Quoted passage
At the age of eight, Agnieszka Duczmal resolved to take her place behind the conductor's stand, in what heretofore has been the exclusive domain of men. She did this on impulse, galvanised by a symphonic poem by Richard Strauss she had heard at the Poznań Philharmonic. Ever since, her childhood dream has become reality. This year in January, the artist celebrated her 75th birthday. Having spent years appearing on the world's most prominent musical stages, having recorded magnificent albums and created a one-of-a-kind orchestra, she is celebrated as one of the greats of her field.

Photo of Amadeus Chamber Orchestra conducted by Agnieszka Duczmal: musicians playing their instruments on a stage. - grafika artykułu
photo: Wojciech Kabata

Agnieszka Duczmal has proved that a woman can be a successful conductor. She has paved the way for successive generations of women looking to lead their orchestras. Born in Krotoszyn, Duczmal has performed in La Scala in Milan, and has been called La Donna del Mondo (Woman of the World). Her outstanding musical achievements are appreciated by audience members, critics, musicians and composers alike. Many pieces have been written for her and her band: the Amadeus Chamber Orchestra of the Polish Radio. One of them kicked off the concert on the conductor's jubilee.

Tenderness, light and pain

Serenata per archi was not the first piece that Jacek Rabiński wrote for Agnieszka Duczmal and her musicians. Contrary to fads and the expectations of the avant-garde, his compositions are strictly tonal. His unique musical language, which he refers to as "absolute tonality", relies exclusively on notes from a given scale. This makes his music thoroughly clean, smooth and harmonious. Serenata per archi is a piece from a short musical genre in which Agnieszka Duczmal displays a quality for which she is so loved as an artist. "Unmatched in setting the timbre for the orchestra", she was dubbed a conductor "with an enchanted baton". Rabiński's harmonious and slightly idyllic sound would hardly be remembered had it not been for her naturally song-like, simple rendition with utmost care given to sound quality. Its gentle, soft phrases overflow with tenderness and light.

Another piece heard that night was Concerto for Violin and String Orchestra by Ralph Vaughan Williams, a rarely played and relatively unknown composition by the English composer. His work is described as "characteristically English". Here's how Peter Ackroyd describes it in one of his books: "If that Englishness in music can be encapsulated in words at all, those words would probably be: ostensibly familiar and commonplace, yet deep and mystical as well as lyrical, melodic, melancholic, and nostalgic yet timeless".

The Concerto for Violin and Orchestra alludes to baroque music with a dab of neoclassicism. The piece pays tribute to Bach's Concerto for Two Violins. The two share drama and an internal dynamic. Williams wrote it in 1925, a time when vivid memories of his active involvement in the Great War would still weigh heavily on his work. Researchers detect emotional restraint in the Concerto which sets it apart from Williams' other work.

The Amadeus Orchestra's rendition of the piece surprised audiences with its highly intellectual interpretation and a musical presentation of the forms, styles and compositional techniques of the 20th century that Williams had spirited into the piece. This somewhat strict, formal approach created emotional distance. On the other hand, the soloist Jarosław Żołnierczyk (the Orchestra's concertmaster) offered a very personal, tense and at times torturous interpretation. The end result was delightful in its elegance, precision and consistency of sound.

Material

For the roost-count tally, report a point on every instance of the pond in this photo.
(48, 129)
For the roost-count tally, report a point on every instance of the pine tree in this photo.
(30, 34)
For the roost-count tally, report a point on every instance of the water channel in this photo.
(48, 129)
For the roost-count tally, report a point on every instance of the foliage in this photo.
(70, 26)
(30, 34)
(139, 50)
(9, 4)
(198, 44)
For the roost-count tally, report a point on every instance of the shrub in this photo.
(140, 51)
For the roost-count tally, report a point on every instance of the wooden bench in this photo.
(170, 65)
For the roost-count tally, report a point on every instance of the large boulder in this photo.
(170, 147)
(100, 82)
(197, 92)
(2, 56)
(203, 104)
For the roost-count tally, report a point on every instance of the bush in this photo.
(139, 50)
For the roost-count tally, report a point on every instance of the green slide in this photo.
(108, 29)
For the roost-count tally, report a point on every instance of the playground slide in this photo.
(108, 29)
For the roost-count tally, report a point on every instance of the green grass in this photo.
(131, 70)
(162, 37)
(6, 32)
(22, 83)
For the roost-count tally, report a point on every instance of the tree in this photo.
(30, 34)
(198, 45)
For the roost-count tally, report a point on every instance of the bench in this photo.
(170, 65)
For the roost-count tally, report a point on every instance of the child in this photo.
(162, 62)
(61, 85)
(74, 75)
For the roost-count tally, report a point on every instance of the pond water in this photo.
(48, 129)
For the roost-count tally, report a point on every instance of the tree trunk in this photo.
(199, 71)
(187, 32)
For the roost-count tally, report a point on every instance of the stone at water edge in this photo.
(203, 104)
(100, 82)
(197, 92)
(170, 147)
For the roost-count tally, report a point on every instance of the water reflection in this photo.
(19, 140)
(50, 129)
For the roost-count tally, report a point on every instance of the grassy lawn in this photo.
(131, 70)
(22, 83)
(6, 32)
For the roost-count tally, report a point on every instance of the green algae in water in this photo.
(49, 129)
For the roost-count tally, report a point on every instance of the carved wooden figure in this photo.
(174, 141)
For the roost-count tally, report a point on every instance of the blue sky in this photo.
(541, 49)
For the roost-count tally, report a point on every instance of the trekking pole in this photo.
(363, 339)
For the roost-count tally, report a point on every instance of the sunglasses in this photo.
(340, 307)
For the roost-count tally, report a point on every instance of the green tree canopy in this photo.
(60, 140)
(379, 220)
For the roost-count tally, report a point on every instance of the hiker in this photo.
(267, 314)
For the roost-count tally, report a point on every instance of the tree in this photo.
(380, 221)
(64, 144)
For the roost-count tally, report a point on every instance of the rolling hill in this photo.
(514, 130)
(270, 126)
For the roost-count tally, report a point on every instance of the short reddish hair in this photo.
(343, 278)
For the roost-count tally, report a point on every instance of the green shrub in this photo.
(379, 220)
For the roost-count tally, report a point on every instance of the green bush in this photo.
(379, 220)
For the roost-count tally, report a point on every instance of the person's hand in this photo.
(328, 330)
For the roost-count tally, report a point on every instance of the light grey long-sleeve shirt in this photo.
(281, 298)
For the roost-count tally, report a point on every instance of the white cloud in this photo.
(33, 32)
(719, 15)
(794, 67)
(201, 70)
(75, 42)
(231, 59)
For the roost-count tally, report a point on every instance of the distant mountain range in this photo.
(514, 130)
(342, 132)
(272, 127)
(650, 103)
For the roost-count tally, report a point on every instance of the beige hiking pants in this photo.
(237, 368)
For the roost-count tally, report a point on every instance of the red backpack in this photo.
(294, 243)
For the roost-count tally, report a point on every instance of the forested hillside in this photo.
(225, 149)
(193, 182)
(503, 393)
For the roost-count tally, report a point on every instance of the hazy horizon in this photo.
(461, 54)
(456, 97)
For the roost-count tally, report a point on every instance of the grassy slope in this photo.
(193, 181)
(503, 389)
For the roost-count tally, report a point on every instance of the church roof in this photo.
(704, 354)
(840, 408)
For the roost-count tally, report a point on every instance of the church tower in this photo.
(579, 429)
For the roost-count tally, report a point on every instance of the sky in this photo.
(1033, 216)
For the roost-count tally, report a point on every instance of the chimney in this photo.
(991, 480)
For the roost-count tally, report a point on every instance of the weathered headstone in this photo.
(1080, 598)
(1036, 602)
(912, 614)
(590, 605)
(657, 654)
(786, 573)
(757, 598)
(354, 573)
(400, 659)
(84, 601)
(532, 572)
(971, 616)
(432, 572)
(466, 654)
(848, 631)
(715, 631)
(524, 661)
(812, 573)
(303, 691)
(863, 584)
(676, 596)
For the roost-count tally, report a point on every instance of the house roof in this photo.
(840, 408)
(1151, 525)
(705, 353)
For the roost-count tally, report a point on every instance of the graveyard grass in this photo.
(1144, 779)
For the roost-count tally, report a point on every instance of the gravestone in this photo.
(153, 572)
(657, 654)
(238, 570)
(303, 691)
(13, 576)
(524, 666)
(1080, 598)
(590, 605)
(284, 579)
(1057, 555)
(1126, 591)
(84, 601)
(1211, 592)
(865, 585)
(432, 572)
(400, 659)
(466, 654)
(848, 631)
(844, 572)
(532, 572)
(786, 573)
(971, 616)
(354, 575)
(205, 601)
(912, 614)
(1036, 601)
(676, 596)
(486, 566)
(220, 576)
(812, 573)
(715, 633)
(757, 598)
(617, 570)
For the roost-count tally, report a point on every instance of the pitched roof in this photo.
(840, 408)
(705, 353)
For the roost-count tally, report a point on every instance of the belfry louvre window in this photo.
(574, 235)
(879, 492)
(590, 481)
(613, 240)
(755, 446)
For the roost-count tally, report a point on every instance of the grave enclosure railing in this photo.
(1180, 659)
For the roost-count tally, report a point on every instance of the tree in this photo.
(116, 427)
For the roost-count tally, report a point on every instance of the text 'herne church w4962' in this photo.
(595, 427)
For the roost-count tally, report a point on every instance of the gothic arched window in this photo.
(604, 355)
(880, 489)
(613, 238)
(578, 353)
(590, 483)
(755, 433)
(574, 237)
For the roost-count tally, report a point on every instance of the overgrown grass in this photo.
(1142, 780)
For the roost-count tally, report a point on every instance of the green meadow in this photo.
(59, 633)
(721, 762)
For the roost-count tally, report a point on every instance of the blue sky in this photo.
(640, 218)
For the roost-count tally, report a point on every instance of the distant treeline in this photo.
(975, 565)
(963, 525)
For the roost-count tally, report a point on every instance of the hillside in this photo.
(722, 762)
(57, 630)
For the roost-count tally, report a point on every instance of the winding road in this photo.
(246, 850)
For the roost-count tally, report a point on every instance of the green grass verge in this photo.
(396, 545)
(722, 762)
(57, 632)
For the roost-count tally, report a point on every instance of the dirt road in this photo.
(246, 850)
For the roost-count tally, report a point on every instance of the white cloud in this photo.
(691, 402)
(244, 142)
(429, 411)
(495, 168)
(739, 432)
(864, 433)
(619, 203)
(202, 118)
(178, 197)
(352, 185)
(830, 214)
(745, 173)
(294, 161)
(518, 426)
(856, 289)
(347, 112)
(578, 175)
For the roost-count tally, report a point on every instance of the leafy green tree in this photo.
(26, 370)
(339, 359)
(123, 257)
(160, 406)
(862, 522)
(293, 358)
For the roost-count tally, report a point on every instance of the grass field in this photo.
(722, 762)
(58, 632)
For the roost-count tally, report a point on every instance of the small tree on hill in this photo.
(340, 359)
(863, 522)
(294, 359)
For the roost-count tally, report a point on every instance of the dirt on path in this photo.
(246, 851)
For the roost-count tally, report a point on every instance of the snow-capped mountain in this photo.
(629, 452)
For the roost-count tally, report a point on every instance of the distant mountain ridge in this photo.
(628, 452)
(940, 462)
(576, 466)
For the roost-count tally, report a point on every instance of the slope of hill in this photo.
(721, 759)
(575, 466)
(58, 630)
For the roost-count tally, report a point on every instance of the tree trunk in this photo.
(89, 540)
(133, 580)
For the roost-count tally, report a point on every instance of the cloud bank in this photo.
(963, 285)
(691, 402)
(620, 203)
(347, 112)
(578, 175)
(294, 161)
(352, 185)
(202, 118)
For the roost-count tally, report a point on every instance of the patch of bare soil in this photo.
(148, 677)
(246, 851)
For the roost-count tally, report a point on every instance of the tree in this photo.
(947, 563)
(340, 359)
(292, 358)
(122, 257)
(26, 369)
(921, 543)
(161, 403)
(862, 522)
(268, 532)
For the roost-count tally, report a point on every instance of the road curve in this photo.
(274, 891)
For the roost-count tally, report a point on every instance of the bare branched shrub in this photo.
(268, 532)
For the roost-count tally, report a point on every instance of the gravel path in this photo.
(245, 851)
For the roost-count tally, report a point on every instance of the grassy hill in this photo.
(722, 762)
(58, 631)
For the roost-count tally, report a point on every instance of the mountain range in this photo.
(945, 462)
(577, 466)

Tasks for this exercise
(1) Please repeat part of the article about Agnieszka Duczmal word for word, starting at "The Amadeus Orchestra's" and ending at "consistency of sound.".
(2) Continue the article about Agnieszka Duczmal from its final sentence.
The data come from a separate source.

Response list
(1)
The Amadeus Orchestra's rendition of the piece surprised audiences with its highly intellectual interpretation and a musical presentation of the forms, styles and compositional techniques of the 20th century that Williams had spirited into the piece. This somewhat strict, formal approach created emotional distance. On the other hand, the soloist Jarosław Żołnierczyk (the Orchestra's concertmaster) offered a very personal, tense and at times torturous interpretation. The end result was delightful in its elegance, precision and consistency of sound.

(2)
The Orchestra tells a story

The concert ended with the wonderful Scheherazade by Nikolai Rimsky-Korsakov. Credit for bringing a version of the piece, intended originally as a symphony orchestra suite, performed by Amadeus, to the public goes to Agnieszka Duczmal and yet another particular outstanding talent of hers. An unparalleled arranger, she makes sure her orchestra's repertoire stays virtually unlimited. Rimsky-Korsakov's symphonic poem is based on the main theme of a folk tale from One Thousand and One Nights. The titular character Scheherazade is a wife of a cruel Sultan, who, convinced of the infidelity of all his wives, proceeds to kill them. The protagonist escapes this fate by telling stories that occupy and distract the Sultan keeping him from carrying out another execution. The power of storytelling in Korsakov's piece is rendered through recurring musical motifs of Scheherazade and the Sultan, masterful stunning instrumentals, brilliantly inventive rhythms and tunes, and the addition of oriental and folk motifs. The Orchestra's line-up of string instruments does little to diminish the timbre. Agnieszka Duczmal's orchestra have honed their musical storytelling to perfection. The closing piece of the night enchants the audience with the richness and vividness of its sound, its captivating drama and its unmatched energy.

At the age of 75, people no longer have to do anything but can do whatever they please. Agnieszka Duczmal does not need to assert her status in the musical world, her mastery being clear to hear for all listeners of her jubilee concert. However, she may, and I am confident she will on more than one occasion, surprise audiences with new interpretations, enhance their sensitivity to the sound of strings, present new music and direct them to less obvious musical territories. She can teach us to be delighted. All that remains for us to do is to wish her a happy birthday. May La Donna del Mondo live to be a hundred!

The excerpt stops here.